*** Task material ***

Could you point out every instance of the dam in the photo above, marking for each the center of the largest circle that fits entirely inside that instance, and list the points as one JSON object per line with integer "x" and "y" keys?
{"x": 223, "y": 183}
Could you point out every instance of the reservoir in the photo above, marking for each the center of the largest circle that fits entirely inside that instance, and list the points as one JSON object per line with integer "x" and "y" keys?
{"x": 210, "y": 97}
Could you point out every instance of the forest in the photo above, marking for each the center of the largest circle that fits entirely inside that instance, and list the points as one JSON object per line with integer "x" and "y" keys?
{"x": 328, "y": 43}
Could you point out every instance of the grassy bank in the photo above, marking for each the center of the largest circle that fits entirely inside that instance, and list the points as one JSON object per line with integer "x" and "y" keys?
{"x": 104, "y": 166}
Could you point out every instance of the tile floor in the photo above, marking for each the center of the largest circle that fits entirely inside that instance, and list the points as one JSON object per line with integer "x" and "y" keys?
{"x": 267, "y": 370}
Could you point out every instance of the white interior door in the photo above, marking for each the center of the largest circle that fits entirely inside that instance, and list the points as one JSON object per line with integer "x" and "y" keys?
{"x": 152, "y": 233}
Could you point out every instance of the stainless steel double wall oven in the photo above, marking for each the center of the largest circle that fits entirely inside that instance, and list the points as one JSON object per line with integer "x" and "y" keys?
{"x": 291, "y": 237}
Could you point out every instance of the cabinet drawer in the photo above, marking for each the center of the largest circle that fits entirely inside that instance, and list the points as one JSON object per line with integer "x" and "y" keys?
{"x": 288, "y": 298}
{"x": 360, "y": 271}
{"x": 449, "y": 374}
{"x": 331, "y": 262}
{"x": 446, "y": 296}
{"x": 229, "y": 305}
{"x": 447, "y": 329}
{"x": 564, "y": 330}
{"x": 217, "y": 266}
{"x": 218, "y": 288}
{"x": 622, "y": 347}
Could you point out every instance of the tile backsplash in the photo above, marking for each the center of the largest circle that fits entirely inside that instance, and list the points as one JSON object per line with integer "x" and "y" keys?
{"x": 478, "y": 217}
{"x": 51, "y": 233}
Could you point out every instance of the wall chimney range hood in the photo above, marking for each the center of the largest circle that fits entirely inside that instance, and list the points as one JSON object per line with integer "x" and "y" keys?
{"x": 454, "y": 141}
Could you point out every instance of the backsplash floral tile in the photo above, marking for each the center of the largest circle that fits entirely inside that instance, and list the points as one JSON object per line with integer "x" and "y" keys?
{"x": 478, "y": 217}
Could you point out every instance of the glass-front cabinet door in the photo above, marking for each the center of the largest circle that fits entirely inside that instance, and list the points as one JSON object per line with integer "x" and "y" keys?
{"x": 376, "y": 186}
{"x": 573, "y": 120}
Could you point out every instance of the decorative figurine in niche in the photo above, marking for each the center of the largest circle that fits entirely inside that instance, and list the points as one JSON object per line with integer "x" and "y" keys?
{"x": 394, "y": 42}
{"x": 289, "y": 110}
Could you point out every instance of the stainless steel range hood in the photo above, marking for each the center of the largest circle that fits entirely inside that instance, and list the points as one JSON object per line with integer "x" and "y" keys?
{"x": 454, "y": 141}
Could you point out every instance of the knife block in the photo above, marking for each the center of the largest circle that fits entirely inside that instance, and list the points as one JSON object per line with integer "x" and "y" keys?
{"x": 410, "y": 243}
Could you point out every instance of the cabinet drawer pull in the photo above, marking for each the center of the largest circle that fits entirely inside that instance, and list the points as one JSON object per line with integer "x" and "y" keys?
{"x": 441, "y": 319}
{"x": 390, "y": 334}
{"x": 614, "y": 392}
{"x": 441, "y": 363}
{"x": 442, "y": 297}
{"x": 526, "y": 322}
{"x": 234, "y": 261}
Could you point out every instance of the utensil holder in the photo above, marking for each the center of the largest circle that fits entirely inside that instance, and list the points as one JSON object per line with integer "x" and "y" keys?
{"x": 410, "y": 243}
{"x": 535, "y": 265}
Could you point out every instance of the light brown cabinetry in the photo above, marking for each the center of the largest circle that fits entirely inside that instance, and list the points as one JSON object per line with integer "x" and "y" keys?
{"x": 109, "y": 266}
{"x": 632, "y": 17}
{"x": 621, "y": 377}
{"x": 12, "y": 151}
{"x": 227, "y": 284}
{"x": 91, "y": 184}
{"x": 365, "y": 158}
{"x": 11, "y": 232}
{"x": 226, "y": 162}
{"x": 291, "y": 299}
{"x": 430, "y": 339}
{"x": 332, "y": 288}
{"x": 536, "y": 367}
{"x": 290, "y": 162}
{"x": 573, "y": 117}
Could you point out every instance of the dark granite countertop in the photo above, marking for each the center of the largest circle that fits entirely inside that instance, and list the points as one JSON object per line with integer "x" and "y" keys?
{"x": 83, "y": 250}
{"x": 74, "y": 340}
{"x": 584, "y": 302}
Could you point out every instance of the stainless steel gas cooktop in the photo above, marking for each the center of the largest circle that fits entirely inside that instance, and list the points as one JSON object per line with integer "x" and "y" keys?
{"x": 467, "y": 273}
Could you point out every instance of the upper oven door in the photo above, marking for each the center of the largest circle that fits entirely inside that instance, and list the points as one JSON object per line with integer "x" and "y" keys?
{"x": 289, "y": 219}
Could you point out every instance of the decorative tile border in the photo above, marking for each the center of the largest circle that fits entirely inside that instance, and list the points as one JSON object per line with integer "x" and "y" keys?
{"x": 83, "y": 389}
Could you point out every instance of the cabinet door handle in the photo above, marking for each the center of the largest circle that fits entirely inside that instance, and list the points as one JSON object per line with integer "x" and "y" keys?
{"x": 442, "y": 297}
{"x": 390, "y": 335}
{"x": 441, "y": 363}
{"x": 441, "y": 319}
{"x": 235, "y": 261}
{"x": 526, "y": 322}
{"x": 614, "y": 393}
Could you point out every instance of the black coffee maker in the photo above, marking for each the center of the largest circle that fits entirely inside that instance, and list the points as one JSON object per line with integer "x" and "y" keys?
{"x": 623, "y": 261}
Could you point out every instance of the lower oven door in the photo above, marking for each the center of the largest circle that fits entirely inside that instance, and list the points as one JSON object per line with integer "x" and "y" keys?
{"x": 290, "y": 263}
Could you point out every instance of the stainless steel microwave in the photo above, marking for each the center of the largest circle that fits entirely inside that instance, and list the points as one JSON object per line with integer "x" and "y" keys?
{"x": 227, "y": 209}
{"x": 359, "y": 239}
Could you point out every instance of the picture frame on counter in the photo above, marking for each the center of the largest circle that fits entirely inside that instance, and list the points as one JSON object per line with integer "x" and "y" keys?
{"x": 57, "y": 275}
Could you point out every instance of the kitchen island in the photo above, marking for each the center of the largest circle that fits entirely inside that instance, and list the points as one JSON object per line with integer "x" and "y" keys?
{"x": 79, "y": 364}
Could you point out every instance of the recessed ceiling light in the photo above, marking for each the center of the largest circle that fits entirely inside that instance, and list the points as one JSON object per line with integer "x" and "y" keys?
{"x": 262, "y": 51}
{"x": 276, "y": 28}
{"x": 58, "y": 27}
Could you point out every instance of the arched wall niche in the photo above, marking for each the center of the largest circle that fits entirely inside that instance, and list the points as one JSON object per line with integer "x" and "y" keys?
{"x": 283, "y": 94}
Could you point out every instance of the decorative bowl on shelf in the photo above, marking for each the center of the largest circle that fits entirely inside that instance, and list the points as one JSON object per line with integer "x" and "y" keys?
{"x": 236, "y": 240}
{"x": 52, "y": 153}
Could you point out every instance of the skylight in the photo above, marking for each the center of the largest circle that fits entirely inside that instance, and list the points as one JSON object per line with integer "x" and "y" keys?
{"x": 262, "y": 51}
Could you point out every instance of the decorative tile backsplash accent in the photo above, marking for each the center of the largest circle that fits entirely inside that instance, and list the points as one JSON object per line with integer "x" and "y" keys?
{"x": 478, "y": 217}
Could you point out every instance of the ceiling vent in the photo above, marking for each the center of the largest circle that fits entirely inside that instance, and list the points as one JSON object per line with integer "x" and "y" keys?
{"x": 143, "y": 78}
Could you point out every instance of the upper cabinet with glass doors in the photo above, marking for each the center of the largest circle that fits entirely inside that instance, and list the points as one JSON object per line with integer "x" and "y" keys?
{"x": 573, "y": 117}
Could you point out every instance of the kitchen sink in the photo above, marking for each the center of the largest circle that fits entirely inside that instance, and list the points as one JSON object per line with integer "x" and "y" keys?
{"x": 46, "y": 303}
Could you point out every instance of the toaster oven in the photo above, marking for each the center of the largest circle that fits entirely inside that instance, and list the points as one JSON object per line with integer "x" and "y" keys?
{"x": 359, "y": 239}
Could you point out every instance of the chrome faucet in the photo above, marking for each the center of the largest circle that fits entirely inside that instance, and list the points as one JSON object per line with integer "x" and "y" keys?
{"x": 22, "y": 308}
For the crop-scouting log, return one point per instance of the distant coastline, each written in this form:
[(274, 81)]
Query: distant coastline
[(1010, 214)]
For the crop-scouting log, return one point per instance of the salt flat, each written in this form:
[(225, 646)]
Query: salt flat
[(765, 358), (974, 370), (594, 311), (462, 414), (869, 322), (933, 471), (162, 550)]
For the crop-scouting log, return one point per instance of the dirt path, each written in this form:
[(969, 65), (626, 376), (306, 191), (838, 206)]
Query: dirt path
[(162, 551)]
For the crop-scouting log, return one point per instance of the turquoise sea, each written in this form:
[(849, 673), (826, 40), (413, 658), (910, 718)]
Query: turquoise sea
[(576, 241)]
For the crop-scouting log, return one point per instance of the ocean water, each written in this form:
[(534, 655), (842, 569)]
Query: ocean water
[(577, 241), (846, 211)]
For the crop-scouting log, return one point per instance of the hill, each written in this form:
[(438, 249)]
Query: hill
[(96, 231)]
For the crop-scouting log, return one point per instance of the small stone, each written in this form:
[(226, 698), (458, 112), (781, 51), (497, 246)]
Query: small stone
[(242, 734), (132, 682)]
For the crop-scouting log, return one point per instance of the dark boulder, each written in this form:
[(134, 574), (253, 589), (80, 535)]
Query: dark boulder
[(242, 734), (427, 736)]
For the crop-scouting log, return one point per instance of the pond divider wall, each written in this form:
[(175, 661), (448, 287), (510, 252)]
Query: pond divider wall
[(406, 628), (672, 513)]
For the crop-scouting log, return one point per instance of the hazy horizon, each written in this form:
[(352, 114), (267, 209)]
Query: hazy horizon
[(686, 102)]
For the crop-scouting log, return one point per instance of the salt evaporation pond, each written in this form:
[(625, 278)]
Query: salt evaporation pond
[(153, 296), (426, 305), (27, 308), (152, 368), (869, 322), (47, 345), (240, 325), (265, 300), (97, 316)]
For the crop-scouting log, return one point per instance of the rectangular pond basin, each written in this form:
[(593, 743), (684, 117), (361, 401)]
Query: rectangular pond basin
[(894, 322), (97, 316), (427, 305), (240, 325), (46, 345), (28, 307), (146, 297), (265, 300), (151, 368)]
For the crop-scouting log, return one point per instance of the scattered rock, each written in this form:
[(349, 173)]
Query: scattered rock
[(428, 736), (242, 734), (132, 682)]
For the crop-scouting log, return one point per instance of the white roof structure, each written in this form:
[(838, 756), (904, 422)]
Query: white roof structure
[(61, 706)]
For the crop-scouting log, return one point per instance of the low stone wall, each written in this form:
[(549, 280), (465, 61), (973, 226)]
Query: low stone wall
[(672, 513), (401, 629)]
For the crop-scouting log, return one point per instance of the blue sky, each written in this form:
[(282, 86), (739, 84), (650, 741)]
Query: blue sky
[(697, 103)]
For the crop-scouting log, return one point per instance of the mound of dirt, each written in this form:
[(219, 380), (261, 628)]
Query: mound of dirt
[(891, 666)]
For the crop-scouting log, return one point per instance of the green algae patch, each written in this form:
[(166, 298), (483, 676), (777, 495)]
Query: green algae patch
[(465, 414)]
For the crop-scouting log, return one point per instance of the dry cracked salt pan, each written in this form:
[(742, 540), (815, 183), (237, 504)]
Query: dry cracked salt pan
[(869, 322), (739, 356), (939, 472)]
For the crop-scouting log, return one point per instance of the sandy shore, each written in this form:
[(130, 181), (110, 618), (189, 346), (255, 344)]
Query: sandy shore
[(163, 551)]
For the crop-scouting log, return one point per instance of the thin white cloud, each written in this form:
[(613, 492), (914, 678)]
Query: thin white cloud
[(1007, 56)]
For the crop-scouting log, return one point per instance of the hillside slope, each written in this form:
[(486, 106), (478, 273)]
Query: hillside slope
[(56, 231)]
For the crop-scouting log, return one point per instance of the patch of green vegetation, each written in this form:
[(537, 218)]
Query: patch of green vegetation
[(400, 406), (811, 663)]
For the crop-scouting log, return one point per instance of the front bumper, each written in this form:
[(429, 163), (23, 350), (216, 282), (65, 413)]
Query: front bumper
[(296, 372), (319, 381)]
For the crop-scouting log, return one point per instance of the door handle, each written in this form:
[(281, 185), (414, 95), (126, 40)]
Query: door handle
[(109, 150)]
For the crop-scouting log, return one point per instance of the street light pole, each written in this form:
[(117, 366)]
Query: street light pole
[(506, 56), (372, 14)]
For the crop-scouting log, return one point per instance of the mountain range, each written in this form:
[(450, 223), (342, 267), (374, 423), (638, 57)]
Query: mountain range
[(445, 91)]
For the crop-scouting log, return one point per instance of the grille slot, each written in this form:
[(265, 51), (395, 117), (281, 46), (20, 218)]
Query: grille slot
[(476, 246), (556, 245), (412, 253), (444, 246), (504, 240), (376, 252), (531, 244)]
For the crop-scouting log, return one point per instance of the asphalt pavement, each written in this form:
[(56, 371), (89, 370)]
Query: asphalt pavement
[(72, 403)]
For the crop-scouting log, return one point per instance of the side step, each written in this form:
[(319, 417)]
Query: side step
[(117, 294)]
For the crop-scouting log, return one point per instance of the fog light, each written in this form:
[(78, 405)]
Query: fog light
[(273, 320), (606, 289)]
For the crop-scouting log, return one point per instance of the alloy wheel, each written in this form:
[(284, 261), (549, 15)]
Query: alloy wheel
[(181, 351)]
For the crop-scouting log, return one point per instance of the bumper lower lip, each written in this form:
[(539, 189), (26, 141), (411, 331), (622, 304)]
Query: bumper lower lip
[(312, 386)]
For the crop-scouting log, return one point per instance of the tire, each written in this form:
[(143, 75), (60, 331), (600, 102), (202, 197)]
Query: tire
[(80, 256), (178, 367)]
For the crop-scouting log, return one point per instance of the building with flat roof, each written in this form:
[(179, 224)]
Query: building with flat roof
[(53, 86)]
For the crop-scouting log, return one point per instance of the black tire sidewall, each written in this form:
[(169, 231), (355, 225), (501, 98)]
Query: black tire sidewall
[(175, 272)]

*** End of Task material ***

__Assignment__
Everything above from the line containing "of the small" through the line containing "the low stone" must be copied exactly. Nothing outside that range belongs in the answer.

__Exercise result__
For the crop-scouting log, return one point per instance of the small stone, each written in this form:
[(226, 698), (458, 112), (781, 51), (497, 246)]
Query: small stone
[(242, 734), (132, 682)]
For the crop-scouting log, return one point per instance of the dark boulder, each written in this form:
[(134, 574), (253, 589), (80, 535)]
Query: dark boulder
[(242, 734), (427, 736)]
For the crop-scouting log, return one point per instance of the pond divider wall, each written in this form:
[(175, 661), (448, 287), (510, 252)]
Query: pond divider wall
[(406, 628), (672, 513)]
For the crop-scouting log, return one point per instance of the hazy horizon, each written in this form:
[(352, 114), (267, 209)]
Query: hazy horizon
[(686, 102)]
For the crop-scouting log, return one point per instance of the salt evaporation pond, each written in this form:
[(625, 278)]
Query: salt evaporation pond
[(153, 296), (426, 305), (27, 308), (152, 368), (869, 322), (47, 345), (240, 325), (265, 300), (97, 316)]
For the crop-scouting log, return one point per instance of the rectangular pond basin, each written in this form:
[(593, 743), (684, 117), (361, 401)]
Query: rectangular pond basin
[(894, 322), (97, 316), (427, 305), (240, 325), (46, 345), (28, 307), (146, 297), (265, 300), (151, 368)]
For the crop-scouting log, return one point per instance of the scattered rock, each written in this form:
[(349, 173)]
Query: scattered rock
[(428, 736), (242, 734), (132, 682)]
For the crop-scouting log, return one point per instance of the white roof structure, each written in this form:
[(838, 756), (904, 422)]
Query: white roof structure
[(61, 706)]
For the crop-scouting log, return one point per instance of the low stone wall, each written in this form:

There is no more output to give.